WHAT IS BEING ASKED — Copy word for word the lines from the start of the records through the line that contains "box: [1189, 995, 1278, 1063]", both included.

INPUT FOR THIS TASK —
· · · · · · ·

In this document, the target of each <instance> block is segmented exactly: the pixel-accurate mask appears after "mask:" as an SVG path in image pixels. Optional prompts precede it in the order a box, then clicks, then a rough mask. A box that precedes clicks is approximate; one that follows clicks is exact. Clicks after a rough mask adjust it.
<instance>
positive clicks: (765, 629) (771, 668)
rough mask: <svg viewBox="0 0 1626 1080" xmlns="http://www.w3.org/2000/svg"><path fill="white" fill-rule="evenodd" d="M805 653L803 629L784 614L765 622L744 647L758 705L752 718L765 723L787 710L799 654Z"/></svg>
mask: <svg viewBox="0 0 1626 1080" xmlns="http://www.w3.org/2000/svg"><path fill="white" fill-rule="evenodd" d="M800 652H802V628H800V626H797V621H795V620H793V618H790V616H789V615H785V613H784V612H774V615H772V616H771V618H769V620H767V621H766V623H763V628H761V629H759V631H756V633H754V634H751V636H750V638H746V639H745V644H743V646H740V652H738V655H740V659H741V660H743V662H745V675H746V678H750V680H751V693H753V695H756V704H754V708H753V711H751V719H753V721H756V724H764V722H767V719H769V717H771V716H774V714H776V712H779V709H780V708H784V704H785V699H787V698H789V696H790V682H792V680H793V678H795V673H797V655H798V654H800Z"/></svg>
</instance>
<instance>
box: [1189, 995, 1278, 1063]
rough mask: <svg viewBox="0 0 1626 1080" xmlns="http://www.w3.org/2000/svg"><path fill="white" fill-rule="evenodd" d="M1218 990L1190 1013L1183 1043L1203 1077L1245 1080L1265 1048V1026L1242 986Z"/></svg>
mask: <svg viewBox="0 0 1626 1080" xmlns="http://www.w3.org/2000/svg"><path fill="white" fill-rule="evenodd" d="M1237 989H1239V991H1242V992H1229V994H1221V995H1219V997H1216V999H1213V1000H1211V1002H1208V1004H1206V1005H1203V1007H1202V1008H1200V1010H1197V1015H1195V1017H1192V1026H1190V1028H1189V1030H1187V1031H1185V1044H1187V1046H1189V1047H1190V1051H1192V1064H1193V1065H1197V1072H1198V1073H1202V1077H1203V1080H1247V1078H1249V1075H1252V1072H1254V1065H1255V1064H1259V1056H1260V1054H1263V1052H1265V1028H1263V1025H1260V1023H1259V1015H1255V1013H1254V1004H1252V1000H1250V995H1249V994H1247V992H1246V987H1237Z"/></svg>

· · · · · · ·

ANSWER SECTION —
In this document, the target of each <instance> block is segmented exactly: the pixel-accurate mask appears after "mask:" as an SVG path in image pixels. Optional prompts precede it in the order a box, then clicks, then a rough mask. A box that precedes clicks is approximate; one that follows clicks is exact. Clicks after a rough mask adjust it.
<instance>
positive clicks: (765, 629) (771, 668)
rough mask: <svg viewBox="0 0 1626 1080" xmlns="http://www.w3.org/2000/svg"><path fill="white" fill-rule="evenodd" d="M805 653L803 629L784 614L765 622L744 647L758 705L752 718L765 723L787 710L799 654Z"/></svg>
mask: <svg viewBox="0 0 1626 1080" xmlns="http://www.w3.org/2000/svg"><path fill="white" fill-rule="evenodd" d="M800 652H802V628H800V626H797V621H795V620H793V618H790V616H789V615H785V613H784V612H774V615H772V616H771V618H769V620H767V621H766V623H763V628H761V629H759V631H756V633H754V634H751V636H750V638H746V639H745V644H743V646H740V652H738V655H740V659H741V660H743V662H745V675H746V678H750V680H751V693H753V695H756V704H754V708H753V711H751V719H753V721H756V724H764V722H767V719H769V717H771V716H774V714H776V712H779V709H780V708H784V704H785V699H787V698H789V696H790V682H792V680H793V678H795V673H797V655H798V654H800Z"/></svg>
</instance>
<instance>
box: [1189, 995, 1278, 1063]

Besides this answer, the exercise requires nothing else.